STATED TASK A:
Answer these questions using the piece on the Mideast ceasefire:
(i) Who stood side-by-side with Secretary Rice on Friday?
(ii) According to the piece, how many times in two months had the U.N. Human Rights Council condemned Israel?
(iii) How many weeks of heavy bombardment did the Shiite militia survive?

EXCERPT PROVIDED:
════════

Politics & Policy

Who Wins?

On the Mideast muddle.

In the wake of Friday night’s vote on a ceasefire resolution at the United Nations on the crisis in the Middle East, are there any winners in the thirty-some days’ war? National Review Online asked a group of experts in the U.S. and Israel.

Anne Bayefsky

The most frightening part of the U.N. Security Council resolution is that the United States agreed to allow the U.N. to play a pivotal role in the battle of our age — between democracy and terrorism, freedom and bondage, dignity and intolerance.

Kofi Annan’s wide grin, as he stood side-by-side with Secretary Rice on Friday, said it all. He won. But America and freedom’s cause lost.

At exactly the moment the “reformed” U.N. Human Rights Council condemned Israel — and only Israel — for the third time in two months, America cut a deal with the same U.N. to pin down the arms of the state on the front lines of democracy’s war.

Why is the America that guards the right of self-defense so dearly willing to deny it, in effect, to the state of Israel? Why would America permit the U.N., which has systematically sided with Arab and Islamic states in their war against the Jews for half a century, to play-act as even-handed peacemaker? Why did the administration believe that denying Israel a win over Iranian proxies this time means America is more likely to win over their Iranian bosses next time?

Everything about this resolution is an assault on the shared values of America and Israel: labeling Israel’s battle against Hezbollah partially “offensive”; failing to mention Iran and Syria — the states driving the war; designing a force for southern Lebanon incapable of disarming Hezbollah; suggesting territorial gains for Hezbollah’s terror; signing a death warrant for the kidnapped Israeli soldiers by placing their release side-by-side with the release of Lebanese killers in Israeli jails.

So why did the administration sign on? The mistaken impression that the U.N. is a good place to make real friends and allies who will be there down the road; the erroneous belief that having the intolerant and the racist inside the tent is progress; the alleged lack of an alternative. These are a lot of very bad reasons for handing an international institution unable to define terrorism a central role in combating it.

Anne Bayefsky is a senior fellow at the Hudson Institute and at Touro College Law Center. She is also editor of www.EyeontheUN.org.

Ilan Berman

Hezbollah, Syria, and Iran.

At the outset of the conflict, Hezbollah had faced deteriorating popularity at home and the very real possibility of dismemberment at the hands of the Israeli military. But despite four weeks of heavy bombardment, the Shiite militia has survived to fight another day. There is no doubt that it will.

════════

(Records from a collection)
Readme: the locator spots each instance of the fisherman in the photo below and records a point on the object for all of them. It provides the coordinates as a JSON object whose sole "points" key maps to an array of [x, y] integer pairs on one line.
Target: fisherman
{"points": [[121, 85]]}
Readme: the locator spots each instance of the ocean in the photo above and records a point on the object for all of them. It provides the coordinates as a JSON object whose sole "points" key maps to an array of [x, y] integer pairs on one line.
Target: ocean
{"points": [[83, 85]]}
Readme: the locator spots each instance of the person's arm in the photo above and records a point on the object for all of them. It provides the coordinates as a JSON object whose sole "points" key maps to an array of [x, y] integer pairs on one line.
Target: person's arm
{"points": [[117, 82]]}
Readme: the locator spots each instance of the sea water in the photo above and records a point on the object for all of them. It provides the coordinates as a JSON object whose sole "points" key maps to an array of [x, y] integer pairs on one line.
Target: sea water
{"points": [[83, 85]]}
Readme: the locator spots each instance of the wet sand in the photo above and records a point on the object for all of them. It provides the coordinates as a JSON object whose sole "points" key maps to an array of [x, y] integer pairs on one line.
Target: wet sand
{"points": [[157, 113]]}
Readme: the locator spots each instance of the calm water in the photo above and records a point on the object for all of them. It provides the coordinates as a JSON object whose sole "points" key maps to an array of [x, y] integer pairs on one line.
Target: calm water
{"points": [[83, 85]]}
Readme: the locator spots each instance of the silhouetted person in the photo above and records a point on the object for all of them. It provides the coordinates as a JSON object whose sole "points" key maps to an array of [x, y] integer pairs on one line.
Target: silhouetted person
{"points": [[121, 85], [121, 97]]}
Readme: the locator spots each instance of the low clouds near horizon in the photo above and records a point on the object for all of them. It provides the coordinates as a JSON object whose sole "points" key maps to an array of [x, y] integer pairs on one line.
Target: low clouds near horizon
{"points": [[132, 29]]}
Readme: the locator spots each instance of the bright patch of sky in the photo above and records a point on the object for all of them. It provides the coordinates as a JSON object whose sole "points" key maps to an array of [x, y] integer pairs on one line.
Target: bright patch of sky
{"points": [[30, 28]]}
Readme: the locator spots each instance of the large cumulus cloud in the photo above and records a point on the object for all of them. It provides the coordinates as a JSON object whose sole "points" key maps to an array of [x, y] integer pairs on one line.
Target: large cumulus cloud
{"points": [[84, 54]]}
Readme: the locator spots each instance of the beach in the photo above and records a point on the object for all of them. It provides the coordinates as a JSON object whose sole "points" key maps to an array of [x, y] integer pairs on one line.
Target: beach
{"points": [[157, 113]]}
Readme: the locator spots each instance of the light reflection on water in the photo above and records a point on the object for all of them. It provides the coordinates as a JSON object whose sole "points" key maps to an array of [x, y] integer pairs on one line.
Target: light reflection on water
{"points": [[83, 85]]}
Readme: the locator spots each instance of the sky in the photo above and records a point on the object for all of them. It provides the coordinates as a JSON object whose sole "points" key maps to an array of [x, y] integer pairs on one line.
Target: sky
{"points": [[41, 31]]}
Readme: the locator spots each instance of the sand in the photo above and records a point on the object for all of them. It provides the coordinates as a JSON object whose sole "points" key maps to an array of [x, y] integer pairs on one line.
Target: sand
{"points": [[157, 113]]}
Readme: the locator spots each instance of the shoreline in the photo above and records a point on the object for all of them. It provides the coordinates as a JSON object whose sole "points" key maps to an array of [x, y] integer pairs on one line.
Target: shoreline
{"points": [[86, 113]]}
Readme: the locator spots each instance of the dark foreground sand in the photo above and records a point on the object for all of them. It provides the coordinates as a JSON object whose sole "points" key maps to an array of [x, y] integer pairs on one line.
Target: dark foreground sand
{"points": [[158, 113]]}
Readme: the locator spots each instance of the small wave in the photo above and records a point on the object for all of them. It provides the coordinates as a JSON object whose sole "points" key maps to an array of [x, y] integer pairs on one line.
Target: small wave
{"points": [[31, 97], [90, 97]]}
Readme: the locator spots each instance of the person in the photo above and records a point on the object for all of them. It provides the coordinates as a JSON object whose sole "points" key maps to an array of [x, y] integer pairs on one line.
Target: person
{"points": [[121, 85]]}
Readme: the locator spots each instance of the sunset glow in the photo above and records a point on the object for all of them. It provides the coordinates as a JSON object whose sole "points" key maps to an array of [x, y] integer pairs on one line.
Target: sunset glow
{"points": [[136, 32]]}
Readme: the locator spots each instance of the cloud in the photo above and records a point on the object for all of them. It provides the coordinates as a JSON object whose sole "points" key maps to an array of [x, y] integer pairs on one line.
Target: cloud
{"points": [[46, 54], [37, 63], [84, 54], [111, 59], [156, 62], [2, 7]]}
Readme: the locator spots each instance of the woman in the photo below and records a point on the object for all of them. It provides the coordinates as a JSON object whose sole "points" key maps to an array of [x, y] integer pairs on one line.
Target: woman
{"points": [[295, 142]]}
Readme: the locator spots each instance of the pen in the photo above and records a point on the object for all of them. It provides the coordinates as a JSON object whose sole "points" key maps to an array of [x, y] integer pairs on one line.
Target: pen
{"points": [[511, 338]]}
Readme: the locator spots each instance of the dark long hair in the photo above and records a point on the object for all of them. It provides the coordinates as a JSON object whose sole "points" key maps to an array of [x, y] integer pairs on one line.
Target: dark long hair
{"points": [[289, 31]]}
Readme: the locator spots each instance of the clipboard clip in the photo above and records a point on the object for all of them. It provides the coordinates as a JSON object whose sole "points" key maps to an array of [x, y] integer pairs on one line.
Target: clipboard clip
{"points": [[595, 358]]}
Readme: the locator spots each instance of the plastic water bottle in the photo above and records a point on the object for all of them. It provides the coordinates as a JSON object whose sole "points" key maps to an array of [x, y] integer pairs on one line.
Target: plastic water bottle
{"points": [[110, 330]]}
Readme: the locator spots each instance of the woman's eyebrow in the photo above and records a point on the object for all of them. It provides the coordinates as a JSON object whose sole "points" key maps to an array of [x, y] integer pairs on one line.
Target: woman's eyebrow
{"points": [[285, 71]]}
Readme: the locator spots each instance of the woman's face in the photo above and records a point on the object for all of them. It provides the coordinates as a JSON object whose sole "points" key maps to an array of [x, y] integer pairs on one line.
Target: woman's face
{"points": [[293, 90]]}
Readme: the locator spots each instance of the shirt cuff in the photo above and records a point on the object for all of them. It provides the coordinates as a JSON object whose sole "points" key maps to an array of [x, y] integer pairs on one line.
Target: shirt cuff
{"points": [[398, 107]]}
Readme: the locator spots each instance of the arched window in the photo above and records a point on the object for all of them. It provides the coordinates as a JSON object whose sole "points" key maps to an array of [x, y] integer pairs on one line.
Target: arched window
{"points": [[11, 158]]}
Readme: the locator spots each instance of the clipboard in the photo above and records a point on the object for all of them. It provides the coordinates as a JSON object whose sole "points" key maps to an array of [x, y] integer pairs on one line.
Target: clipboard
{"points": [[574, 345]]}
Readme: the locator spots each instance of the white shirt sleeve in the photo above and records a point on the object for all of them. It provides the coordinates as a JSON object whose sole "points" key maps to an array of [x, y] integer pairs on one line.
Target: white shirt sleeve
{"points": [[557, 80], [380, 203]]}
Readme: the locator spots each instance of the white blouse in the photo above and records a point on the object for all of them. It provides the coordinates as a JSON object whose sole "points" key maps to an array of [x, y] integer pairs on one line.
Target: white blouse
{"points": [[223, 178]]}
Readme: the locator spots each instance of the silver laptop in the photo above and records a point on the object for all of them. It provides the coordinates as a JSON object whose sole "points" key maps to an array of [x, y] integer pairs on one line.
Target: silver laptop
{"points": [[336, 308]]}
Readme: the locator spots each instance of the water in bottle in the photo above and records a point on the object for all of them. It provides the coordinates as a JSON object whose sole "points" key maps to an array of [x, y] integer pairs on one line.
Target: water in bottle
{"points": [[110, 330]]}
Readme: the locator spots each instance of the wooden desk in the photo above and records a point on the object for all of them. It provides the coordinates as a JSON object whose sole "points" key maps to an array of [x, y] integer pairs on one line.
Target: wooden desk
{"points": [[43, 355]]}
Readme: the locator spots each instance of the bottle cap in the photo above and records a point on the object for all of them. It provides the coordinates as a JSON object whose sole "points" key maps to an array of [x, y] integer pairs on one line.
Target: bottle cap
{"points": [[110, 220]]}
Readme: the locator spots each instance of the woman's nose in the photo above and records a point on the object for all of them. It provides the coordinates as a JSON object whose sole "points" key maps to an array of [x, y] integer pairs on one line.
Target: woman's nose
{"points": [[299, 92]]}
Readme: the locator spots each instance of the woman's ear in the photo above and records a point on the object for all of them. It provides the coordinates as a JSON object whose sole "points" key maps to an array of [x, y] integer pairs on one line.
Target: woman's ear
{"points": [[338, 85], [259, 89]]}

════════

STATED TASK B: Identify every line in the entries above that contains the string "light". Case counts.

FINISHED ANSWER A:
(i) Kofi Annan
(ii) Three times
(iii) Four weeks

FINISHED ANSWER B:
Readme: the locator spots each instance of the light reflection on water in the photo above and records a point on the object for all of them. It provides the coordinates as a JSON object whose sole "points" key maps to an array of [x, y] integer pairs on one line.
Target: light reflection on water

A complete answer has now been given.